### OBJECTIF DE TRAVAIL
D'après l'article sur la sécurité aérienne et le secret médical, combien de personnes le crash de l'Airbus A320 du 24 mars a-t-il tuées ?

Sécurité aérienne et levée du secret médical

par Dominique Huez / 02 avril 2015

Le crash de l’A320, le 24 mars, a été provoqué par le geste suicidaire du copilote. Faut-il pour autant, au nom de la sécurité aérienne, lever le secret médical ? Non, soutient fermement Dominique Huez, ancien médecin du travail en centrale nucléaire.

Le crash de l’Airbus A320 qui a causé la mort de 150 personnes le 24 mars dernier a été expliqué par une décompensation psychopathologique du copilote. Beaucoup de commentateurs et d’experts affirment depuis que la levée du secret médical serait la panacée pour prévenir de tels drames. Il n’en est rien : le remède serait pire que le mal, avec des effets dévastateurs multiples.

Est-il possible à un médecin du travail d’agir ?

Entrées enregistrées:
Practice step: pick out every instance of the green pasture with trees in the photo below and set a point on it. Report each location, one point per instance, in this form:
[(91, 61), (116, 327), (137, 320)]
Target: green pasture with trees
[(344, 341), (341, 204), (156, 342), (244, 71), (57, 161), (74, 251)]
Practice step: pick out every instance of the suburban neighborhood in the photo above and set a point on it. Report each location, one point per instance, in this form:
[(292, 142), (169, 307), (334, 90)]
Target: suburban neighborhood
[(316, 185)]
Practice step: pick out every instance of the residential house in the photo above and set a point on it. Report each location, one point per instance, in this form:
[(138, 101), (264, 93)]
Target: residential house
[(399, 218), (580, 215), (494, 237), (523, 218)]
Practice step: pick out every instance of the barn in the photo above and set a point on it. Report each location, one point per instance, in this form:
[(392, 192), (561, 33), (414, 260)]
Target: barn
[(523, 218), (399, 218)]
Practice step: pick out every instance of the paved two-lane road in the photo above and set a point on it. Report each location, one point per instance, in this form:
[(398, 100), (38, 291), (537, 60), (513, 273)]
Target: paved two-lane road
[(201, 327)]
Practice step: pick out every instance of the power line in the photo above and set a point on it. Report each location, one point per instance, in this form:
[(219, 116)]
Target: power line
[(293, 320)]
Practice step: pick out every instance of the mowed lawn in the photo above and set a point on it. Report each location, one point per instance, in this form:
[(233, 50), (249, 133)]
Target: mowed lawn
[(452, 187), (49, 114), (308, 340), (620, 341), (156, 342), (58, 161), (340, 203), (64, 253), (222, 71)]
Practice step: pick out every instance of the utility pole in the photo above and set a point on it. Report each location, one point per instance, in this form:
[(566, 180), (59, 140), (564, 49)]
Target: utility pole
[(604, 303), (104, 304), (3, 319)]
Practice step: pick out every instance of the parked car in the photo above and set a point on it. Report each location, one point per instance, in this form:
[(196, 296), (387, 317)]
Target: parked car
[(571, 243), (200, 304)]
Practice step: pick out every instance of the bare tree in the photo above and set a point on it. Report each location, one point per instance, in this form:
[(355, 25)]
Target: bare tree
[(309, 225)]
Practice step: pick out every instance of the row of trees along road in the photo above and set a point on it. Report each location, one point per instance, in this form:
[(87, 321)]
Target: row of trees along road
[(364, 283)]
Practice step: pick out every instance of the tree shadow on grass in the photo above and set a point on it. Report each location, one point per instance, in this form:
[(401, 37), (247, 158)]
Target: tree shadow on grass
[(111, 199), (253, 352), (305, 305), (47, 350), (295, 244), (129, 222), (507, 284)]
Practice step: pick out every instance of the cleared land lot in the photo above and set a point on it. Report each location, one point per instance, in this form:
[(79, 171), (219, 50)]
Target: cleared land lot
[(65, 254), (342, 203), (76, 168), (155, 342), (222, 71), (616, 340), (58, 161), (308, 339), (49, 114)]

### RÉPONSE RÉDIGÉE
Le crash a causé la mort de 150 personnes.